- [Task to complete]: Below is some data. Retype exactly the lines starting at the one with "Mark the forest" and ending at the one with "like point(279, 503)".

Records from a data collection
= = = =

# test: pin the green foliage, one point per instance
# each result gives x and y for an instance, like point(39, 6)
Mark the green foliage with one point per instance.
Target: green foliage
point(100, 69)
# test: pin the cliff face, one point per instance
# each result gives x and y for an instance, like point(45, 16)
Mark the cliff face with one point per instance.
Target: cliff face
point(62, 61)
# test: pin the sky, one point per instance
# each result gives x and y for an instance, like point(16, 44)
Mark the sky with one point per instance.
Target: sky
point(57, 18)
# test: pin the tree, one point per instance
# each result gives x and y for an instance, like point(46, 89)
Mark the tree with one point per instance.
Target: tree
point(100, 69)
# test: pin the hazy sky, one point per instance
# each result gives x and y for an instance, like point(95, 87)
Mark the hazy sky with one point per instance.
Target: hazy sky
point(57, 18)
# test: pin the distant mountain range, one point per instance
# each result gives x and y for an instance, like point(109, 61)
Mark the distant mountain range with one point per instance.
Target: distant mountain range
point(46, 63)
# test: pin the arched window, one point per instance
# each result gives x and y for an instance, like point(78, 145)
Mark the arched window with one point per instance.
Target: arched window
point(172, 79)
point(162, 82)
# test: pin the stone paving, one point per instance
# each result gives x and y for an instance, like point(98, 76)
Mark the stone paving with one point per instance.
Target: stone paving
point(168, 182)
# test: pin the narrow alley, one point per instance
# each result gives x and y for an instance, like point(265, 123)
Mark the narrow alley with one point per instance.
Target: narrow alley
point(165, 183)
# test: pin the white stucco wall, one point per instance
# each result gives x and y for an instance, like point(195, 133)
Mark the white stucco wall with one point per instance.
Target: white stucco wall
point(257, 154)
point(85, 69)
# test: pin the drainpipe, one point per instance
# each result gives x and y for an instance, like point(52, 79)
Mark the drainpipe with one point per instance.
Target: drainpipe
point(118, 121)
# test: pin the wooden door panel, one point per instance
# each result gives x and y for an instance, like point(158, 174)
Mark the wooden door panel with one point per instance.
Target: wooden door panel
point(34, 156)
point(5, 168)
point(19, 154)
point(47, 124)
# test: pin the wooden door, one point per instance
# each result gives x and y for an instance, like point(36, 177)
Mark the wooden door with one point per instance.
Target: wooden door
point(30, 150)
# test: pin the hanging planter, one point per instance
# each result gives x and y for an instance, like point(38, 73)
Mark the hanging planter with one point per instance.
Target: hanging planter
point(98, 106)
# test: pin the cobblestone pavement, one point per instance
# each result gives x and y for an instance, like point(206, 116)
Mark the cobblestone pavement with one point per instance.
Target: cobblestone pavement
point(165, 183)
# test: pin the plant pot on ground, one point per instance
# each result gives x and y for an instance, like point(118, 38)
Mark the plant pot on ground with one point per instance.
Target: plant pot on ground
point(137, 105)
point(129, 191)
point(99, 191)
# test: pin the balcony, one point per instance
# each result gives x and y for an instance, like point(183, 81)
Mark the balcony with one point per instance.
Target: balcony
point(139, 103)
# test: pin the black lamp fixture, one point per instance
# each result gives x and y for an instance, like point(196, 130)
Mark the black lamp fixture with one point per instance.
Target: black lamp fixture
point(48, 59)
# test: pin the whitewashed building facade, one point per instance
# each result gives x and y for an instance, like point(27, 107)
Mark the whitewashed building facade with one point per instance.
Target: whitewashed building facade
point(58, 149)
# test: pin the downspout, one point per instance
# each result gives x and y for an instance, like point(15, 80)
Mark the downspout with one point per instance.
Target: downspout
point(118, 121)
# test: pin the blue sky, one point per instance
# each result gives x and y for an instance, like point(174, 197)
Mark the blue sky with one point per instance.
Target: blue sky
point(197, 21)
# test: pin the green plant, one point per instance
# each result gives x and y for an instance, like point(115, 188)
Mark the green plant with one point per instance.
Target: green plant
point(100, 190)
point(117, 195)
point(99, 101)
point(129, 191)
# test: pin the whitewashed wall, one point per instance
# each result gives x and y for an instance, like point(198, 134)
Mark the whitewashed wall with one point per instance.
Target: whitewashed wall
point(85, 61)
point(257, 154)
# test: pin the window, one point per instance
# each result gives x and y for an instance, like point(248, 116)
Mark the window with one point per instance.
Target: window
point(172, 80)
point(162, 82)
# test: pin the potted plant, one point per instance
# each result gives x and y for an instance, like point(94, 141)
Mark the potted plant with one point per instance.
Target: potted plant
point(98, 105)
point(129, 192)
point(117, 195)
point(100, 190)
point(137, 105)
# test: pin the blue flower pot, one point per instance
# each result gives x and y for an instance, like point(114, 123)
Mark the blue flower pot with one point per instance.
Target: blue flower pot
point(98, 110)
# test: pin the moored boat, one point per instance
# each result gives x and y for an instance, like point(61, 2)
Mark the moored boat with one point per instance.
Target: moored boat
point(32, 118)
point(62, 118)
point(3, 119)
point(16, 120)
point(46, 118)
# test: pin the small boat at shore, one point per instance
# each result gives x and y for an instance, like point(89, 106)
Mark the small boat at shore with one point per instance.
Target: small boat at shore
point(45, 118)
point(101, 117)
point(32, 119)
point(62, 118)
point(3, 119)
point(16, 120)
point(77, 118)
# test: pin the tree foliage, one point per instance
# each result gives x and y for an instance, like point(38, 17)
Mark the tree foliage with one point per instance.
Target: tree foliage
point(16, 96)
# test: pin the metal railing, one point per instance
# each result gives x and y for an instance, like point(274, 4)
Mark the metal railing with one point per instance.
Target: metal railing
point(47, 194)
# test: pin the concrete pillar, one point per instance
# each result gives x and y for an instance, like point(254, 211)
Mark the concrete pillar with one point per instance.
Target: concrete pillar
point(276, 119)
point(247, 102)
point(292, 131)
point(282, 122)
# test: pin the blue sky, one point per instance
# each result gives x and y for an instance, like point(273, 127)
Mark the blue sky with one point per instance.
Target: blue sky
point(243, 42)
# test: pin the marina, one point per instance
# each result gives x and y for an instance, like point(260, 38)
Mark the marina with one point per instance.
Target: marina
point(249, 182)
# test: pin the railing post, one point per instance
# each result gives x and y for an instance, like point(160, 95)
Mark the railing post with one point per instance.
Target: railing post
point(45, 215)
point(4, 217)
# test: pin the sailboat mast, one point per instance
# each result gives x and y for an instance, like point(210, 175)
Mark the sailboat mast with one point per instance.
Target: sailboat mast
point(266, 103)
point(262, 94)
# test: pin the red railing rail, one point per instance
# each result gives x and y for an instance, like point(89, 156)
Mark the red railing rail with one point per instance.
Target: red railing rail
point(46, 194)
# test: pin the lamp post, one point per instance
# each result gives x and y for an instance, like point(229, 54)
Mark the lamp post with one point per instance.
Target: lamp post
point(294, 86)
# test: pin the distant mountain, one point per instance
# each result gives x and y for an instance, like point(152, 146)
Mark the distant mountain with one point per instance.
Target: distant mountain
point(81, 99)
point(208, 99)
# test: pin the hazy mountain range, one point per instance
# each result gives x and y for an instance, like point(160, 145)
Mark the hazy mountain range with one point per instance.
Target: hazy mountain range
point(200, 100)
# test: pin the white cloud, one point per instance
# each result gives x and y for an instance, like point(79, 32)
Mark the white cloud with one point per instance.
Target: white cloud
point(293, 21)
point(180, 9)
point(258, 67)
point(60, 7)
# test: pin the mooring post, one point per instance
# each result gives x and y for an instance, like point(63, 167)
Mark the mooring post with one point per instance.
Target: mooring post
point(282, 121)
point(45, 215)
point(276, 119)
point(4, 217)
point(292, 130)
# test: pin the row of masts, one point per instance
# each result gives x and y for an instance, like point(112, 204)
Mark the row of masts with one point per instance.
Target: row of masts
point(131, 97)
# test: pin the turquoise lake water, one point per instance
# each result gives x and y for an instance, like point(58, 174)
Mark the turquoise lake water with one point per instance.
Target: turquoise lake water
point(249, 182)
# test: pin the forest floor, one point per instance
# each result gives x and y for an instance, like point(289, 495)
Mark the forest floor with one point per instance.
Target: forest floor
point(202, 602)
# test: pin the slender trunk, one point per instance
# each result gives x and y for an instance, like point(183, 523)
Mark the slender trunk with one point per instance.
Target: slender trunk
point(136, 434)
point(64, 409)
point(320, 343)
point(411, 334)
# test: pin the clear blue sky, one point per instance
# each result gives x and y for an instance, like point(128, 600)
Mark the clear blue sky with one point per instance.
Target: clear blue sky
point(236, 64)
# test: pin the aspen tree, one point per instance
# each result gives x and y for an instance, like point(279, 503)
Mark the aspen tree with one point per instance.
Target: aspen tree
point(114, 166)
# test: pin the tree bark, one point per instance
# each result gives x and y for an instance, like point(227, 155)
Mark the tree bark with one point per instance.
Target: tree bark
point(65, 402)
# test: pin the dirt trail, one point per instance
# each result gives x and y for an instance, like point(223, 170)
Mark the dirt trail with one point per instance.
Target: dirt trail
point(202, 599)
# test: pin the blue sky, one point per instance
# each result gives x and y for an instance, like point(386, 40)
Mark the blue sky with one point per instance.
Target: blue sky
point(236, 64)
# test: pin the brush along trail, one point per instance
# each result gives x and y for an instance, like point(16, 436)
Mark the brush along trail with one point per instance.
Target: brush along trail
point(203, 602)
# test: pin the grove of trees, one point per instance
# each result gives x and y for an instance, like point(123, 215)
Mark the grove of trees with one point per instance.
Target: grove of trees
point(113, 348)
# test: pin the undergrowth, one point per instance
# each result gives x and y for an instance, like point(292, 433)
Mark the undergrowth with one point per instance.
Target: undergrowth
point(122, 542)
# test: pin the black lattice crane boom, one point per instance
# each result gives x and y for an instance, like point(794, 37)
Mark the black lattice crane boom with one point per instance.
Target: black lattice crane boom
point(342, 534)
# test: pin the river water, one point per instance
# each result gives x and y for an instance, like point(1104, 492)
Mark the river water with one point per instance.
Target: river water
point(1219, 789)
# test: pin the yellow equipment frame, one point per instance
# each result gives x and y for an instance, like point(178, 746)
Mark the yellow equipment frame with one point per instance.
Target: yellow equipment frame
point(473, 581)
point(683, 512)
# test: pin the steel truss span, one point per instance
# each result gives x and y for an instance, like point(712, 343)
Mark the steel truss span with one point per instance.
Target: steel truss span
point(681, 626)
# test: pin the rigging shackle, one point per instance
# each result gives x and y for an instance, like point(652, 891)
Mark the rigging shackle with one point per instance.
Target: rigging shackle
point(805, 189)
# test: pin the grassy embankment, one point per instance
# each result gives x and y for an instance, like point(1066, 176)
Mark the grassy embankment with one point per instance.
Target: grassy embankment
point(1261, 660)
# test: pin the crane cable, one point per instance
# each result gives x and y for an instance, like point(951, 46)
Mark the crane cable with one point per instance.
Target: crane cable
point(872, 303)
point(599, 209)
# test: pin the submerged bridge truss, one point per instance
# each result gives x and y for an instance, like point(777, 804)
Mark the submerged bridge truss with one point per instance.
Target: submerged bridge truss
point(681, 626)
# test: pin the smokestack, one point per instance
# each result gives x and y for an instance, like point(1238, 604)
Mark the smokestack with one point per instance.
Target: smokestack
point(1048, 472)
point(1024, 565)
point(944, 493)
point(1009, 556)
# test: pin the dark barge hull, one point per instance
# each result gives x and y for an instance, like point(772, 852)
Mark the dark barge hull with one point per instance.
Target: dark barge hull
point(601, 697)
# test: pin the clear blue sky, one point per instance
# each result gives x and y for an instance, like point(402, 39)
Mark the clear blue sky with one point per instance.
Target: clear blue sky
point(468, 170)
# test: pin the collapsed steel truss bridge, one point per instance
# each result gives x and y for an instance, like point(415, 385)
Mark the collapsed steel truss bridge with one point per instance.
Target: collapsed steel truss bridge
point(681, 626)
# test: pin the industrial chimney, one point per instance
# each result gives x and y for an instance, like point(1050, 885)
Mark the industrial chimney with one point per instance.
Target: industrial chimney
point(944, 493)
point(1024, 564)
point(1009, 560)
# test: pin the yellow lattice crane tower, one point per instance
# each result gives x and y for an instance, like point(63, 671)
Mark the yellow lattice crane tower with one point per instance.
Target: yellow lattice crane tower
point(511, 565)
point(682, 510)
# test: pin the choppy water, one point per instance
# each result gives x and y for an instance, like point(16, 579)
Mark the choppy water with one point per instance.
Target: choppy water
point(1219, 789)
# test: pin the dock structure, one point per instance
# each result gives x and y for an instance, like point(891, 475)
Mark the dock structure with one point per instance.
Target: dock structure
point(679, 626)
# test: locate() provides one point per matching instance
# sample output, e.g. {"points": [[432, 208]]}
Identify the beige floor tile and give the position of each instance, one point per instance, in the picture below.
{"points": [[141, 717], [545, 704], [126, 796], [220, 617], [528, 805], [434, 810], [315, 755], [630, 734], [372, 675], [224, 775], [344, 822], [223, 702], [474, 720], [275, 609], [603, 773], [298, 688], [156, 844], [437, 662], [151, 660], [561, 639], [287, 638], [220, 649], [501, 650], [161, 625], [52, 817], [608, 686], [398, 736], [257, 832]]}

= = = =

- [Result of the exercise]:
Mark the forest floor with one point per instance.
Target: forest floor
point(202, 602)
# test: pin the slender trunk, one point per instance
# each result gives x and y for an instance, like point(183, 523)
Mark the slender trunk with one point per instance.
Target: slender trunk
point(136, 434)
point(64, 409)
point(320, 343)
point(411, 334)
# test: pin the clear blue sky, one point per instance
# each result gives x and y for an instance, like point(128, 600)
Mark the clear blue sky with one point per instance.
Target: clear blue sky
point(236, 64)
# test: pin the aspen tree, one point per instance
# each result gives x and y for an instance, like point(279, 503)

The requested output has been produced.